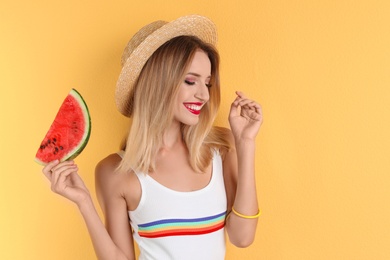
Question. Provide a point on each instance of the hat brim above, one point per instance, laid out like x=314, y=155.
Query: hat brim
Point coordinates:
x=192, y=25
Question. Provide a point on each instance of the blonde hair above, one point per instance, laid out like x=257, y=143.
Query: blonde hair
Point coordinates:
x=159, y=80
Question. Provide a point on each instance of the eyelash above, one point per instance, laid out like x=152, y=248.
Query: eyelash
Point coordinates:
x=192, y=83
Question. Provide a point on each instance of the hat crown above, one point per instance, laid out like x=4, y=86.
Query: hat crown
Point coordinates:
x=139, y=37
x=145, y=42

══════════

=== Given task ===
Reproduce every entry exactly, but omit each picture.

=== Exercise result ===
Question. Provide a point on each instance of the hat brim above, one point per instance, laid out like x=314, y=155.
Query: hat brim
Point coordinates:
x=192, y=25
Question. Provide a point on each instance of the blonde hair above, one point per instance, laid out like x=257, y=143.
Query: blonde hair
Point coordinates:
x=159, y=80
Question. Provide a point on each instance of the eyelash above, one point per instance, laid out like x=152, y=248.
Query: eyelash
Point coordinates:
x=192, y=83
Question. Provide a point on each instance of the hat crown above, one point per instance, laid out like x=4, y=86.
Query: hat crown
Point coordinates:
x=139, y=37
x=145, y=42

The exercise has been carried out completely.